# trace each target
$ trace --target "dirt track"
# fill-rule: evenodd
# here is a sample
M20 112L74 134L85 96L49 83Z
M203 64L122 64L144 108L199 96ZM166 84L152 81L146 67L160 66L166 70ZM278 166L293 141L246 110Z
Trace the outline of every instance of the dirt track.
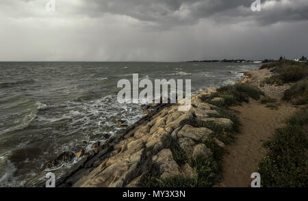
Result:
M268 76L266 70L251 72L251 83L258 85L265 76ZM227 147L229 153L224 158L221 186L250 187L251 175L257 172L258 164L267 152L264 142L270 139L274 130L281 126L283 120L296 110L291 104L279 101L283 92L280 88L273 85L261 88L270 97L277 98L280 105L277 109L266 107L266 105L255 100L231 108L240 112L238 116L242 125L235 142Z

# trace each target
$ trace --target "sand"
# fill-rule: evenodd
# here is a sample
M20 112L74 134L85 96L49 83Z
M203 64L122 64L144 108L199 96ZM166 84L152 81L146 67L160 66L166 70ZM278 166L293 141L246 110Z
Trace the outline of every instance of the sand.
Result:
M248 81L259 85L264 77L270 76L266 70L248 72ZM266 105L251 99L249 103L231 107L240 113L238 116L242 124L240 133L234 143L227 146L224 157L223 178L220 186L227 187L248 187L251 186L253 172L257 172L258 164L268 150L264 147L265 142L271 139L276 129L283 125L283 120L297 109L288 103L281 102L284 90L290 85L265 86L260 88L266 94L277 98L280 105L277 109L266 107ZM262 179L262 176L261 176Z

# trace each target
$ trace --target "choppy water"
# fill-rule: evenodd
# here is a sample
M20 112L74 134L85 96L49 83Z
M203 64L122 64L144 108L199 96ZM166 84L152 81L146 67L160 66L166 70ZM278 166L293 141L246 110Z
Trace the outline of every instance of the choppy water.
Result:
M190 79L198 92L234 82L253 64L0 62L0 187L23 186L49 160L133 124L140 105L116 101L118 80Z

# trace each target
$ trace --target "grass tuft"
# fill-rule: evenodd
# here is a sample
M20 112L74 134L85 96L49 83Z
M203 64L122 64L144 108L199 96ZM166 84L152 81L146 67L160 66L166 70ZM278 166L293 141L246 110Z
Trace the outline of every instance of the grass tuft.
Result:
M287 123L266 143L270 152L259 165L263 187L308 186L308 107L289 118Z

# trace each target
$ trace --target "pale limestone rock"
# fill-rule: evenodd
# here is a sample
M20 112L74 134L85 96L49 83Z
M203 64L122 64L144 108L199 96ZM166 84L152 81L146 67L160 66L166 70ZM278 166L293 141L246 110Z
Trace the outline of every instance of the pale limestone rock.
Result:
M172 176L180 175L179 166L173 159L172 153L170 149L164 148L157 155L152 157L152 162L159 167L163 174L162 178L167 178Z
M170 133L165 131L163 128L158 128L158 129L152 135L151 135L146 142L146 146L147 148L153 147L155 144L160 142L164 137L168 137Z
M196 143L191 138L181 137L178 141L179 146L185 151L189 155L191 155L194 151L194 146Z
M224 98L221 98L221 97L216 97L214 98L213 99L211 99L211 101L223 101Z
M175 129L175 131L173 131L172 133L171 133L171 137L174 139L176 139L177 138L177 132L179 132L179 130L181 130L181 126L179 126L177 129Z
M142 139L138 139L129 142L127 144L127 149L140 150L144 148L144 144Z
M136 152L129 150L111 157L81 178L73 187L122 187L138 175L138 168L144 149Z
M190 137L196 141L207 139L214 132L207 128L196 128L186 124L177 133L178 137Z
M166 124L166 118L157 118L154 126L150 129L150 134L156 132L159 128L164 128Z
M211 151L208 148L205 144L199 144L194 146L194 152L192 153L193 157L207 157L211 155Z
M193 113L192 111L190 110L185 111L183 113L183 114L180 116L177 119L167 124L166 126L166 131L171 132L176 128L180 126L182 122L189 121L190 120L192 119L192 118L193 118Z
M141 126L138 128L135 133L133 133L133 136L140 138L142 137L143 135L149 133L150 131L150 126L149 124L146 124L145 126Z

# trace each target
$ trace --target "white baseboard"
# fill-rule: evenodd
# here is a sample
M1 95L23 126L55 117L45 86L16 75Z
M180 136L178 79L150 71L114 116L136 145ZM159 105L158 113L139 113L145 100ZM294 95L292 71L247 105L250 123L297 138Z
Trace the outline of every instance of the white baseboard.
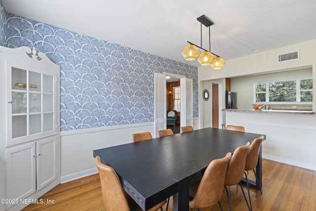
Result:
M306 165L306 164L304 164L301 162L297 162L291 160L287 159L286 158L281 158L277 156L274 156L273 155L266 155L264 154L262 154L262 158L316 171L316 166L315 166Z
M291 160L286 159L279 157L263 154L262 158L316 171L316 166L306 165L306 164L297 162ZM60 177L60 183L62 184L64 183L65 182L70 182L75 179L79 179L97 173L98 173L98 169L96 168L83 171L68 175L67 176L62 176Z
M92 169L83 171L62 176L60 177L60 183L62 184L65 182L70 182L75 179L79 179L80 178L84 177L85 176L94 174L95 173L98 173L98 169L95 168L94 169Z

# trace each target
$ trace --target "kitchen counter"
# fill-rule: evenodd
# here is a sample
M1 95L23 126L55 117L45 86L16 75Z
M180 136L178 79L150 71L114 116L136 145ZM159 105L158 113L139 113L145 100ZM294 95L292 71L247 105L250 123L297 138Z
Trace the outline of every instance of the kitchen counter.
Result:
M241 110L241 109L222 109L222 111L233 112L247 112L256 114L314 114L312 111L294 111L282 110Z

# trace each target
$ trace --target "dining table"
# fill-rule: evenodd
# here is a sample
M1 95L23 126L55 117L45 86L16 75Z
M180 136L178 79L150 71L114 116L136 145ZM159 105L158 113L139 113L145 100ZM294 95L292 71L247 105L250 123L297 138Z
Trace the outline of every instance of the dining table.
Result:
M144 211L173 196L173 211L189 211L189 186L210 162L265 135L207 127L93 150L117 172L123 189ZM261 148L256 171L262 186Z

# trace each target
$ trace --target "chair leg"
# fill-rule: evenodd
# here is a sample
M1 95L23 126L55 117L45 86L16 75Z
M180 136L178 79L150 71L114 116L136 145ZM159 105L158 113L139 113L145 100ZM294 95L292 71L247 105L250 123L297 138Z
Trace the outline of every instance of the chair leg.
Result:
M251 198L250 198L250 192L249 190L249 183L248 183L248 177L247 174L244 172L245 176L246 176L246 182L247 183L247 190L248 190L248 197L249 197L249 203L250 204L250 210L252 210L252 205L251 205Z
M229 194L228 194L228 190L226 186L224 186L224 187L226 189L226 193L227 193L227 201L228 202L228 208L229 209L229 211L232 211L232 209L231 208L231 202L229 200Z
M166 211L168 211L168 207L169 207L169 200L170 199L170 197L168 198L168 200L167 201L167 206L166 207Z
M219 205L219 208L221 209L221 211L223 211L223 208L222 207L222 205L221 205L221 202L218 201L218 205Z
M240 188L241 188L241 191L242 191L242 194L243 194L243 198L245 198L245 200L246 201L246 203L247 203L247 206L248 207L248 209L249 211L250 211L250 208L249 206L249 204L248 204L248 201L247 201L247 198L246 198L246 195L245 195L245 192L243 192L243 189L242 189L242 185L241 185L241 182L239 182L239 184L240 185Z
M258 182L259 183L259 179L258 179L258 177L257 177L257 174L256 173L256 171L255 171L254 169L252 169L253 170L253 172L255 174L255 176L256 176L256 179L257 181L257 182ZM260 192L261 193L261 194L262 194L262 191L261 190L261 186L259 185L259 187L260 188Z

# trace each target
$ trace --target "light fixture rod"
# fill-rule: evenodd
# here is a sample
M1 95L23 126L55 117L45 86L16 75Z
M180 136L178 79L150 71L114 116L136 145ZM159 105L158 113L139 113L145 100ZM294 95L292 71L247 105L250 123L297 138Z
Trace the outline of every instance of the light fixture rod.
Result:
M212 52L210 51L209 50L205 50L205 49L203 48L202 47L200 47L200 46L198 46L198 45L197 45L196 44L194 44L194 43L193 43L192 42L189 42L189 41L187 41L187 42L188 43L190 43L191 44L193 44L193 45L195 45L195 46L196 46L197 47L198 47L198 48L200 48L200 49L201 49L202 50L205 50L205 51L209 51L209 52L210 52L211 54L213 54L213 55L214 55L214 56L216 56L217 57L220 57L220 56L219 56L218 55L216 55L216 54L215 54L215 53L212 53Z

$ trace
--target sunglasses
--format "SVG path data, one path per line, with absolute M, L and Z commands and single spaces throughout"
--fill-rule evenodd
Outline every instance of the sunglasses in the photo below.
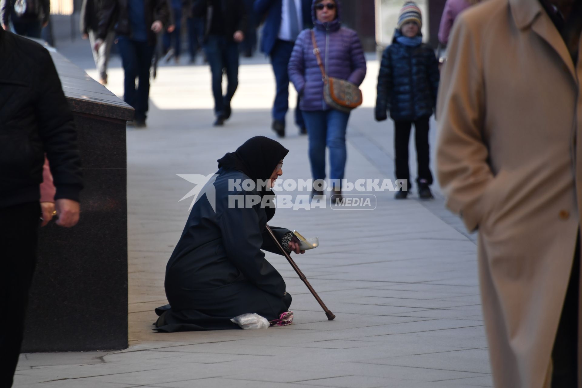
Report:
M 335 9 L 335 4 L 333 3 L 328 3 L 327 4 L 317 4 L 315 5 L 315 9 L 318 11 L 323 10 L 323 9 L 327 7 L 329 10 Z

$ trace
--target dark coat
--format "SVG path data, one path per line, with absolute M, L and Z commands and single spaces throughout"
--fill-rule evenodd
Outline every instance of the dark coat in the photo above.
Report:
M 50 0 L 38 0 L 38 5 L 40 6 L 38 20 L 42 23 L 47 23 L 48 22 L 48 18 L 51 15 Z M 14 13 L 14 0 L 0 0 L 0 22 L 8 26 L 10 15 L 12 15 L 13 22 L 30 22 L 27 19 L 26 20 L 21 19 Z
M 313 25 L 311 0 L 301 0 L 301 9 L 303 29 L 311 28 Z M 265 21 L 261 37 L 261 51 L 268 55 L 275 47 L 275 42 L 279 38 L 283 0 L 255 0 L 254 12 L 257 20 Z
M 39 200 L 45 153 L 55 198 L 78 201 L 77 132 L 51 55 L 0 29 L 0 208 Z
M 416 47 L 396 41 L 382 56 L 378 76 L 376 119 L 385 120 L 386 111 L 396 121 L 413 121 L 432 115 L 436 106 L 439 73 L 434 51 L 427 44 Z
M 266 232 L 265 209 L 260 204 L 229 208 L 230 195 L 258 193 L 229 191 L 229 180 L 249 179 L 239 171 L 221 169 L 218 173 L 216 211 L 203 194 L 168 262 L 165 286 L 169 305 L 157 309 L 158 315 L 165 314 L 155 330 L 237 328 L 230 318 L 255 312 L 271 321 L 290 305 L 283 277 L 261 250 L 280 253 Z M 290 233 L 272 229 L 279 241 Z
M 127 3 L 128 0 L 102 0 L 97 29 L 98 37 L 105 40 L 112 27 L 118 35 L 132 37 Z M 150 27 L 156 20 L 161 22 L 164 29 L 171 24 L 169 3 L 168 0 L 144 0 L 144 6 L 148 44 L 154 46 L 155 45 L 156 35 Z
M 101 3 L 101 0 L 83 0 L 79 16 L 79 29 L 81 34 L 88 34 L 90 30 L 97 31 L 99 26 L 98 13 Z
M 225 36 L 229 41 L 234 41 L 235 33 L 247 30 L 247 9 L 242 0 L 221 0 L 222 17 L 224 19 Z M 212 20 L 212 7 L 208 0 L 194 0 L 192 16 L 202 17 L 204 20 L 204 41 L 208 38 L 210 23 Z
M 311 7 L 320 55 L 328 77 L 346 80 L 359 86 L 364 80 L 366 73 L 364 50 L 357 33 L 342 27 L 339 0 L 336 0 L 336 4 L 338 5 L 338 18 L 325 24 L 317 20 L 315 9 Z M 311 30 L 304 30 L 297 37 L 289 60 L 288 70 L 289 79 L 301 96 L 299 103 L 301 111 L 331 109 L 324 100 L 324 82 L 321 70 L 317 65 L 317 58 L 313 54 Z

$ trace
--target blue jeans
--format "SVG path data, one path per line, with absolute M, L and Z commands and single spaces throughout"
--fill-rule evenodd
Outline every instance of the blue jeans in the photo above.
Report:
M 176 29 L 171 33 L 167 31 L 165 32 L 162 40 L 164 52 L 168 52 L 170 47 L 173 45 L 174 56 L 178 58 L 180 57 L 180 47 L 182 43 L 182 40 L 180 38 L 182 35 L 180 33 L 182 31 L 182 8 L 173 8 L 173 10 L 175 19 L 174 26 Z M 172 44 L 172 43 L 173 45 Z
M 132 40 L 127 37 L 119 37 L 118 40 L 125 74 L 123 101 L 136 110 L 136 120 L 145 120 L 150 97 L 150 67 L 154 48 L 148 45 L 147 42 Z
M 190 49 L 190 60 L 194 62 L 196 58 L 196 52 L 202 45 L 200 42 L 204 35 L 204 21 L 201 17 L 189 17 L 188 23 L 188 48 Z
M 329 178 L 343 179 L 347 153 L 346 129 L 350 114 L 335 109 L 303 111 L 309 138 L 309 161 L 314 180 L 325 179 L 325 147 L 329 149 Z
M 239 44 L 217 35 L 208 36 L 204 44 L 204 52 L 212 73 L 212 94 L 214 113 L 220 116 L 225 107 L 230 105 L 239 86 Z M 226 70 L 228 85 L 226 95 L 222 95 L 222 72 Z
M 277 91 L 273 104 L 273 119 L 285 122 L 285 115 L 289 110 L 289 76 L 287 72 L 287 65 L 291 58 L 293 42 L 277 40 L 271 52 L 271 65 L 273 66 L 275 80 L 277 85 Z M 299 109 L 299 97 L 297 98 L 297 108 L 295 109 L 295 123 L 300 127 L 305 127 L 303 117 Z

Written exercise
Extract every line of the records above that contains the word "pale".

Exercise solution
$ trace --target "pale limestone rock"
Trace the outline of every instance of the pale limestone rock.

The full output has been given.